Continue the forum thread about what "mazzolato" means in The Count of Monte Cristo from its last post onward.

- Document segment:
★ ★ ★ ★

# Reading > Who Said That? >  What does mazzolato mean? It's in The Counte of Monte Cristo

## MeMyselfandI

What does mazzolato mean? It's in The Counte of Monte Cristo on page 114. All I know is that it is a form of execution. But I want to know what it is exacly.

----------


## Admin

Knocked on the head, as opposed to having your head cut off.

----------


## SerenaHalliwell

why is it not in any dictonary then?

----------


## jo_brink

yes. itd b good to find some real info on this. im doin a research paper on things in the book. n since i didnt know wut this is i thot how better of a way to find out. if any one has any sites that could help, please let me know!! thanx!

----------


## Admin

it is a spanish word, which is why you won't find it in english dictionaries.

----------


## madsrant

Here is a bit of text, from which you can derive the meaning from.

★ ★ ★ ★

- Extracted entries:
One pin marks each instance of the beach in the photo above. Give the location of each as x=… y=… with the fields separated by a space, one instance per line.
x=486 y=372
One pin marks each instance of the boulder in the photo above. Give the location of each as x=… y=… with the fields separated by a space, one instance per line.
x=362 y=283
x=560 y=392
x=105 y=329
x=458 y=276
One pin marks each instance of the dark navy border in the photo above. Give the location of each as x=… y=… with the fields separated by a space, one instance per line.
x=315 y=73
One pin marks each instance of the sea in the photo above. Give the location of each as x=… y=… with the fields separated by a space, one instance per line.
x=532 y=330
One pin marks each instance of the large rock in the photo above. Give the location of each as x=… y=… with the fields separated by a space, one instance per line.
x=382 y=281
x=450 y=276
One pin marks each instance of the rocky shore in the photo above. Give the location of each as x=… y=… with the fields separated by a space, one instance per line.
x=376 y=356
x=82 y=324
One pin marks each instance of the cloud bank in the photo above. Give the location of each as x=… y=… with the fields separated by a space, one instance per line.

★ ★ ★ ★

- Output:
The text is from Mannin, ca. 1914

It was still the Rome of Ducas" Count of Monte Cristo," the home of long-haired artists and of Papal "sbirri," where foreign newspapers were vigorously censored, stabbings and religious functions the most prominent events, where the inhuman "mazzolato" executions drew as great crowds as did an occasional "miraculous" picture, where picturesque contadina models waited for hire on the Scala di Spagna, where the streets were with few exceptions narrow and ill-lighted, but where living and wine were ridiculously cheap.

----------


## Colonel

It's not Spanish; it's Italian. The origin is mazza "mace" and its deriviative mazzuola "mallet or bludgeon, club or cudgel". The condemned was literally bludgeoned to death.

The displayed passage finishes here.